-- WORK TO COMPLETE --
Copy the entries below, changing every "in this photo" to "in this image" and keeping everything else the same. Leave the pictures out of your copy.

(Excerpts from a point labeling dataset)
****
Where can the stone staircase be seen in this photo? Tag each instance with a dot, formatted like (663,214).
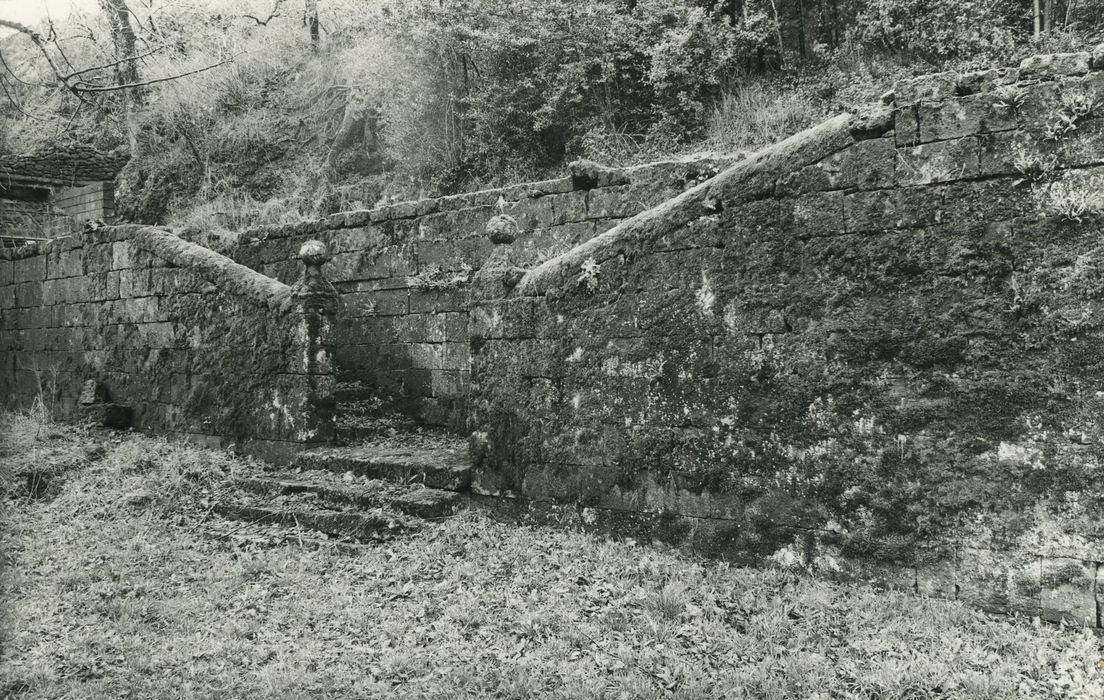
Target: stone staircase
(385,477)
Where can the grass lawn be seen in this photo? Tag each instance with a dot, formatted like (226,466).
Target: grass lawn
(117,582)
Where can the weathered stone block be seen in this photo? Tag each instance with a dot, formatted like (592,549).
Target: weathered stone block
(926,87)
(866,166)
(30,269)
(964,116)
(909,208)
(1069,591)
(938,161)
(817,214)
(999,582)
(568,208)
(120,255)
(1055,64)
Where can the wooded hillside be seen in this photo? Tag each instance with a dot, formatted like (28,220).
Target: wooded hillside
(275,109)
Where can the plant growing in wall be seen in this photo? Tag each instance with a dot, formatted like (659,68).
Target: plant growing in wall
(1075,108)
(1010,98)
(1072,201)
(588,275)
(1033,167)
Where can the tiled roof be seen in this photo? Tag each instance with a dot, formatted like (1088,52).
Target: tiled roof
(74,165)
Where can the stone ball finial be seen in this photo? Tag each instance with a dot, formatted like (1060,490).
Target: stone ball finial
(314,253)
(502,229)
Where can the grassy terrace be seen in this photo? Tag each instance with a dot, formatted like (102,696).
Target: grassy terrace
(117,582)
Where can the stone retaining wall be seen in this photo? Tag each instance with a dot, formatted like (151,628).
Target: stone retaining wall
(405,271)
(874,342)
(193,342)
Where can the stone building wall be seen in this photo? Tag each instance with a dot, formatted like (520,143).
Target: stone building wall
(89,202)
(192,342)
(405,271)
(880,340)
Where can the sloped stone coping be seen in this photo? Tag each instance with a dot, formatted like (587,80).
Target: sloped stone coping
(645,172)
(220,269)
(750,179)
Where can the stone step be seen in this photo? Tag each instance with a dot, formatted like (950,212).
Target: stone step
(441,465)
(329,488)
(358,526)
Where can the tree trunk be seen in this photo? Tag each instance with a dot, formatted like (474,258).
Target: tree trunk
(310,19)
(123,39)
(126,71)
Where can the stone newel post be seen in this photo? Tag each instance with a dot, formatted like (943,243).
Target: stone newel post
(316,304)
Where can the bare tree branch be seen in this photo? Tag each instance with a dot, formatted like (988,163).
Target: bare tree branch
(80,86)
(87,87)
(115,63)
(36,40)
(273,14)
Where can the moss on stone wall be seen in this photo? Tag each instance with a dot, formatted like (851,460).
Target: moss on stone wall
(877,333)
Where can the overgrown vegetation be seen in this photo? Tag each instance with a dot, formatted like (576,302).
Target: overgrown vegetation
(121,584)
(292,109)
****
-- ANSWER BELOW --
Where can the stone staircase be seen in this image? Tag each instance with a dot, formatted like (663,214).
Target: stone staircase
(385,477)
Where can the grass lawn be seen in this image? Tag each instance with a dot, formatted like (226,466).
Target: grass lawn
(117,582)
Where can the weathered stone block be seen in this image? Tag each instance with a dot, formatted like (592,549).
Target: weathered stone block
(926,87)
(866,166)
(30,269)
(964,116)
(909,208)
(1069,591)
(938,161)
(817,214)
(999,582)
(568,208)
(120,255)
(1055,64)
Where can the wooded hillside be seen in this image? Tag each instance with a dot, formatted like (28,220).
Target: wooded hillside
(275,109)
Where can the plant growing in wall be seen in this image? Tag each instance with a dot, formatted like (659,68).
Target: plant growing in wall
(1075,108)
(1010,98)
(1072,201)
(588,275)
(1033,167)
Where can the tiled roof be seen in this image? Tag each instance with a dot, formatted like (1088,52).
Target: tiled roof
(74,165)
Where can the stone ball finial be seen in this image? Tag each instance with a dot, formatted like (1060,490).
Target: stone ball finial
(314,253)
(502,229)
Where can the grassy terrace be seen in this image? Tag each instance with a dot, formatted like (102,696).
Target: grassy terrace
(117,582)
Where can the stone retaining wall be seen in this image? Tag each instance with a dot, formatted like (151,628).
Target: stone retaining wall
(405,271)
(874,342)
(193,342)
Where can the stone building wall be seen in this image? Tag each instance with a dot, formatted like (520,143).
Target: stone building wall
(89,202)
(192,342)
(405,271)
(880,340)
Where can the sloped stone coping be seen in this image? Tag each instance with a dot, formatted like (587,80).
Target: sloped stone coping
(645,172)
(220,269)
(750,179)
Where can the stone step be seen in this image? Tag each instance with a dot, formatted like (950,212).
Target: stone step
(441,465)
(329,488)
(358,526)
Where can the tree trunk be seen in this image? Tag each instance with a dot, formatted like (474,258).
Target: tree trunk
(310,19)
(123,39)
(126,71)
Where can the stone newel post be seen in this image? Tag each instance with a dot, formatted like (943,243).
Target: stone newel post
(316,304)
Where can the bare tree branch be seen in this image? Tag each instance with a dot, formatted like (988,163).
Target: bare tree branch
(80,86)
(87,87)
(115,63)
(36,40)
(273,14)
Where can the moss on stone wall be seen in this image? Tag each instance with a dot, formatted like (851,460).
Target: moss on stone wall
(877,333)
Where can the overgrown vegetation be seen in this image? Tag each instance with a dot, formatted like (576,302).
Target: overgrown vegetation
(121,584)
(292,109)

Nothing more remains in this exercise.